Excerpt -

- - -

Skip to main content
Apache Spark is constantly evolving, and keeping your data pipelines up to date is essential for performance, security, and access to new features. OpenHands can help you migrate Spark applications across versions, frameworks, and cloud platforms.

Overview

OpenHands assists with Spark migrations in several ways:
  • Version upgrades: Migrate from Spark 2.x to 3.x, or between 3.x versions
  • API modernization: Update deprecated APIs to current best practices
  • Framework migrations: Convert from MapReduce, Hive, or other frameworks to Spark
  • Cloud migrations: Move Spark workloads between cloud providers or to cloud-native services

Migration Scenarios

Spark Version Upgrades

Upgrading Spark versions often requires code changes due to API deprecations and behavioral differences. Spark 2.x to 3.x Migration:
Migrate my Spark 2.4 application to Spark 3.5:

1. Identify all deprecated API usages in src/main/scala/
2. Update DataFrame operations that changed behavior
3. Migrate from SparkSession.builder() patterns if needed
4. Update date/time handling for the new defaults
5. Check and update all UDF registrations
6. Update the build.sbt dependencies

List all changes made with before/after comparisons.

- - -

Data section -
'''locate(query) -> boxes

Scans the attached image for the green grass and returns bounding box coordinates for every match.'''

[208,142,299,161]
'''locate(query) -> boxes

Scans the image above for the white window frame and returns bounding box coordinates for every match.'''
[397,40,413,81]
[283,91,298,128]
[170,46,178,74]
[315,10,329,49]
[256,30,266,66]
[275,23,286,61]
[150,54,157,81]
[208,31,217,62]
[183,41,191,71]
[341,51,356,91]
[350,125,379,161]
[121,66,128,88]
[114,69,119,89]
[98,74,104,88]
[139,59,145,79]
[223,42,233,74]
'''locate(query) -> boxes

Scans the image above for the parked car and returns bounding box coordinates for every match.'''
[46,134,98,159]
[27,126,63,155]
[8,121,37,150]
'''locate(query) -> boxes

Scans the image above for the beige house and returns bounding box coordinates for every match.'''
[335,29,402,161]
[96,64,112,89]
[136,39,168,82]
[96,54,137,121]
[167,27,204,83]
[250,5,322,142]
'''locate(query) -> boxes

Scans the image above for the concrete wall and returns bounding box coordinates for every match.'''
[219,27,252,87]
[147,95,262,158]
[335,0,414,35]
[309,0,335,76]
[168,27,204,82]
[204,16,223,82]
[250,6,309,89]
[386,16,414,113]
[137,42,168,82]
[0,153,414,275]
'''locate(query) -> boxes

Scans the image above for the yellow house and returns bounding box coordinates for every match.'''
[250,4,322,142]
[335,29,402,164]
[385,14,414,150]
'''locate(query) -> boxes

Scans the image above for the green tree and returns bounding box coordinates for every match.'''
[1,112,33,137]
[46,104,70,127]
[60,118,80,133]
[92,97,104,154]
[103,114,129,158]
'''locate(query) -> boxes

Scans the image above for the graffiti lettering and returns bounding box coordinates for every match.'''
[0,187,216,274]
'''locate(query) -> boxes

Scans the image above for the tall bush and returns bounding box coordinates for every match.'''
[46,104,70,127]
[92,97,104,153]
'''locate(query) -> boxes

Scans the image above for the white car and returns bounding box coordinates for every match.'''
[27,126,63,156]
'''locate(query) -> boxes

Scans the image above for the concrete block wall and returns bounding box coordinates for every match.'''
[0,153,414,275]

- - -

What this exercise asks -
- a) On the Spark migration page, which Spark versions do the version upgrades cover?
- b) Decide whether each statement agrees with the Spark migration page, and quote the words that settle it: (i) Framework migrations include converting from Hive to Spark. (ii) The sample upgrade prompt asks for the pom.xml dependencies to be updated. (iii) The sample upgrade prompt asks for the changes to be listed with before/after comparisons.
The items have no connection to the Spark migration page.

Final results -
- a) Version upgrades go from Spark 2.x to 3.x, or between 3.x versions.

- b)
(i) Yes: "Convert from MapReduce, Hive, or other frameworks to Spark"
(ii) No: "Update the build.sbt dependencies"
(iii) Yes: "List all changes made with before/after comparisons."